Segment Start: DATA FOR PROCESSING
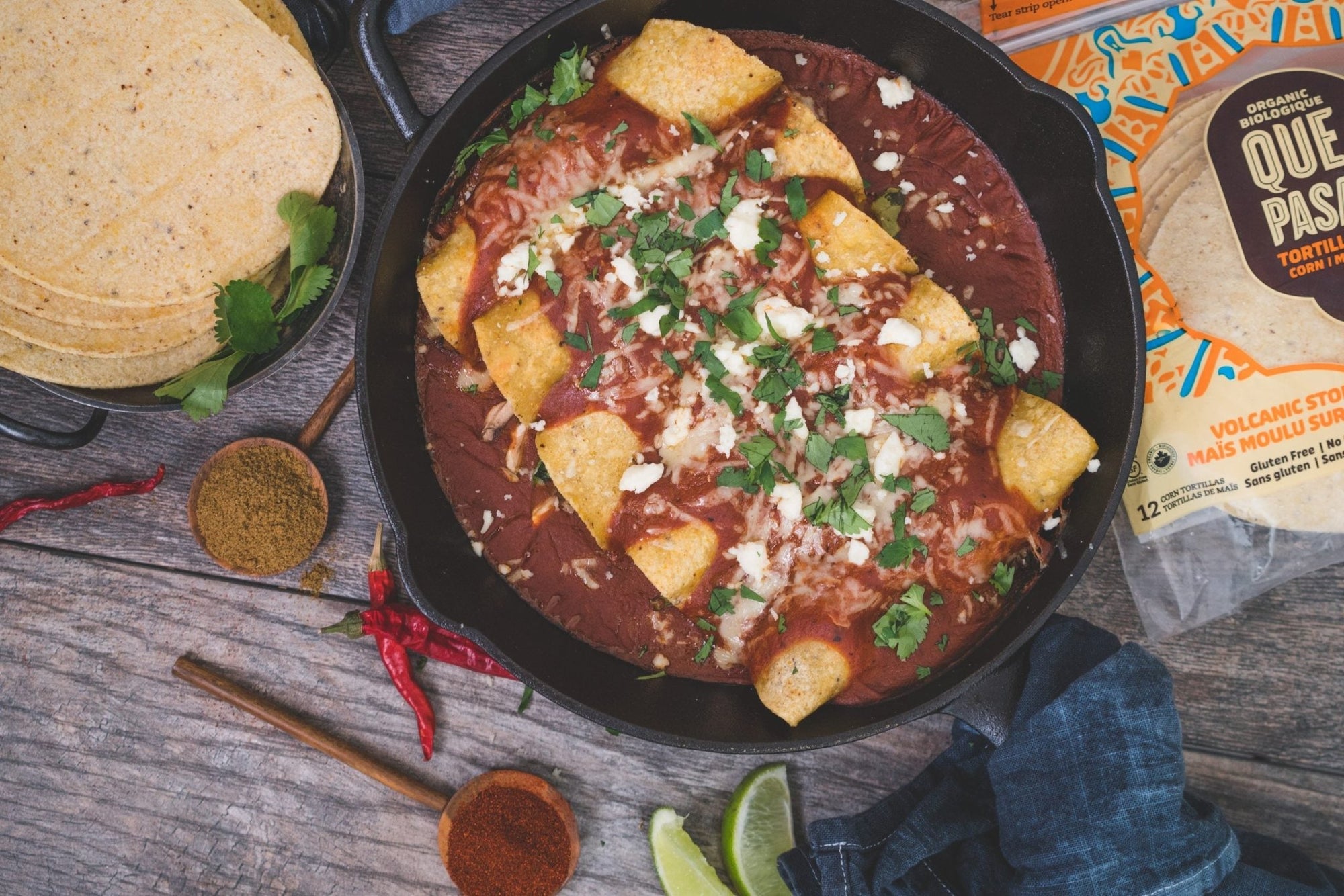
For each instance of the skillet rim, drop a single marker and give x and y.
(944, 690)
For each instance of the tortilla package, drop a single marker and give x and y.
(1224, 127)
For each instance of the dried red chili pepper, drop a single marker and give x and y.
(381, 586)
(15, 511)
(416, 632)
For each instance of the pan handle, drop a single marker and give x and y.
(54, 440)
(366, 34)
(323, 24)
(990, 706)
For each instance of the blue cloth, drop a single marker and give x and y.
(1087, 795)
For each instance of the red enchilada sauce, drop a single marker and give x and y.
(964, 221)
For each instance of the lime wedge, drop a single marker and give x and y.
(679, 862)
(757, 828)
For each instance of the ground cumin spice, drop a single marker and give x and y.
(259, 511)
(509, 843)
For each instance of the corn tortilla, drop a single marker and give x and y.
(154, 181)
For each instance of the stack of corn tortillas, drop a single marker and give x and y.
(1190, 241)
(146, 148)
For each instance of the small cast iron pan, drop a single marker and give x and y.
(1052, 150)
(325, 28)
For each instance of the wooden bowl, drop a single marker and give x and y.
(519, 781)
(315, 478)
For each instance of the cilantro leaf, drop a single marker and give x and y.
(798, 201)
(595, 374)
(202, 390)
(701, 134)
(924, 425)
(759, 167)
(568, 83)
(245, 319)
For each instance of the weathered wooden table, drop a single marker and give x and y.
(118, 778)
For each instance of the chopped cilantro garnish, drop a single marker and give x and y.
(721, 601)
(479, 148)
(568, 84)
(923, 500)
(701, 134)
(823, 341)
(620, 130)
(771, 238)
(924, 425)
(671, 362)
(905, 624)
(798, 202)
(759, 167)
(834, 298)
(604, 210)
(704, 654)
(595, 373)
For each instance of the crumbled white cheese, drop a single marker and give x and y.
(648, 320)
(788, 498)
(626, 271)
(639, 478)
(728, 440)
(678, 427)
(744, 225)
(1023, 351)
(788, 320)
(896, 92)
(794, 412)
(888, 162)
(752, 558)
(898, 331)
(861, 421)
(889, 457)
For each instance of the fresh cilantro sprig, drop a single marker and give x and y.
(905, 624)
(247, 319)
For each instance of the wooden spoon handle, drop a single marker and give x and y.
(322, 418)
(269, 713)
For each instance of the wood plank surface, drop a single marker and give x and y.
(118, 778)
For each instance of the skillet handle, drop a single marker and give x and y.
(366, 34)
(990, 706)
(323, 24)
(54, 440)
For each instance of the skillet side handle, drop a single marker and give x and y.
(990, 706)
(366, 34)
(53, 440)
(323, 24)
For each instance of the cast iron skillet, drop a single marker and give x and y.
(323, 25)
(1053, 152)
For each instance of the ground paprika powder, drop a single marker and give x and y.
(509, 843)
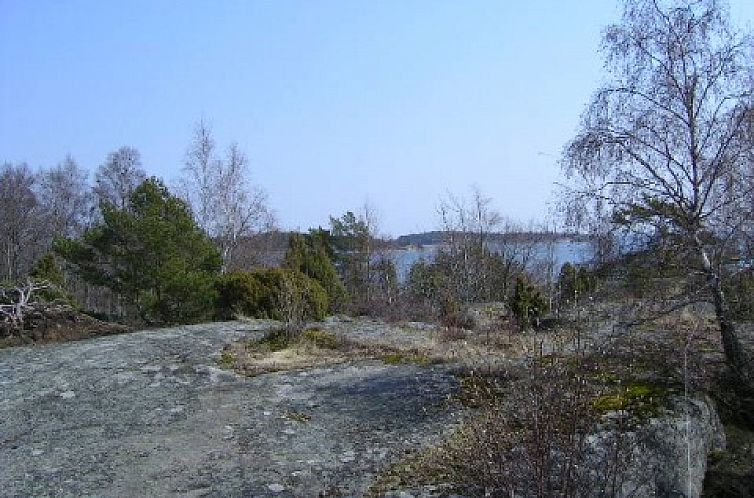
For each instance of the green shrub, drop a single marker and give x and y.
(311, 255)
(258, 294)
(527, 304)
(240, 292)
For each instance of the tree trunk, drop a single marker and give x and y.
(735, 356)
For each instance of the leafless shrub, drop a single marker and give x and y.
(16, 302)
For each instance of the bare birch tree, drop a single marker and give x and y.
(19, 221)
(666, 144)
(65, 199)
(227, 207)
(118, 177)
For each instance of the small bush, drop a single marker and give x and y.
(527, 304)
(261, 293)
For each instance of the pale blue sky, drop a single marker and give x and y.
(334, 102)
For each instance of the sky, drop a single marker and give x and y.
Segment End: DATA FOR PROCESSING
Repeat the material above word for word but skip the images.

■ RESULT BELOW:
For each instance of the skillet rim, drop a single marker and give x and y.
(944, 690)
For each instance of the tortilla package, drop a single marker and give x and y.
(1224, 127)
For each instance of the dried red chili pepper, drop a single marker and give x and y.
(381, 586)
(15, 511)
(416, 632)
For each instance of the pan handle, drop a single marker and give x and y.
(54, 440)
(366, 34)
(323, 24)
(990, 706)
For each instance of the blue cloth, drop a single marker and give x and y.
(1087, 795)
For each instance of the red enchilada sauce, drop a single marker and give x and y.
(964, 221)
For each instance of the lime wedge, drop a single marker and give x and y.
(679, 862)
(757, 828)
For each instance of the ground cumin spice, drop a single marker and give x and y.
(259, 511)
(509, 843)
For each instance of the corn tortilla, drop a single marker and give x and y.
(154, 181)
For each instance of the stack of corn tortillas, drop a single marker and give x and y.
(1190, 241)
(146, 148)
For each instance of the small cast iron pan, drop a single marker and give x and y.
(1052, 150)
(325, 28)
For each instance of the wooden bowl, drop a single marker and give x and y.
(519, 781)
(315, 478)
For each instance of the cilantro leaf, drop a single marker and give x and y.
(798, 201)
(595, 374)
(202, 390)
(701, 134)
(924, 425)
(759, 167)
(568, 83)
(245, 319)
For each instance of the weathered wooden table, drop a single marker and give x and y.
(118, 778)
For each instance of the chopped cilantro garnish, drop a single marker and give x and y.
(721, 601)
(479, 148)
(568, 84)
(923, 500)
(701, 134)
(823, 341)
(620, 130)
(771, 238)
(924, 425)
(671, 362)
(905, 624)
(798, 202)
(759, 167)
(834, 298)
(604, 210)
(704, 654)
(595, 373)
For each instance of the crumbled white cheese, drop a single marker and give x and y.
(648, 320)
(788, 498)
(626, 271)
(639, 478)
(728, 440)
(678, 427)
(744, 225)
(1023, 351)
(788, 320)
(896, 92)
(794, 412)
(888, 162)
(752, 558)
(898, 331)
(861, 421)
(889, 457)
For each instance of the fresh cilantro sprig, drop a single marker and give x and y.
(905, 624)
(247, 319)
For each instance of the wooden spoon handle, drop a single marker and give x and y.
(322, 418)
(269, 713)
For each instance of the wood plank surface, drop a single marker and give x and y.
(118, 778)
For each instance of the skillet handle, drop a single marker and give x and y.
(366, 34)
(990, 706)
(323, 24)
(54, 440)
For each instance of the skillet side handle, drop a single marker and give x and y.
(990, 706)
(366, 34)
(53, 440)
(323, 24)
For each instance of the cast iron skillet, drop a single marker and give x and y.
(323, 25)
(1053, 152)
For each instance of the ground paprika powder, drop a single marker and give x and y.
(509, 843)
For each instance of the green shrub, drop a single marker and give x and y.
(311, 255)
(258, 294)
(527, 304)
(240, 292)
For each instance of the tree trunk, drop a single marker and give x and y.
(735, 356)
For each instance of the leafless shrub, drop a single marker and give x and y.
(16, 302)
For each instance of the bare birch tree, drop a single marker and give x and y.
(19, 221)
(666, 144)
(65, 199)
(227, 207)
(118, 177)
For each instance of the small bush, drop a single marker and give x and y.
(527, 304)
(261, 293)
For each instance of the pale blue sky, drop a single marker and give x and y.
(334, 102)
For each instance of the sky, drop a single marker and give x and y.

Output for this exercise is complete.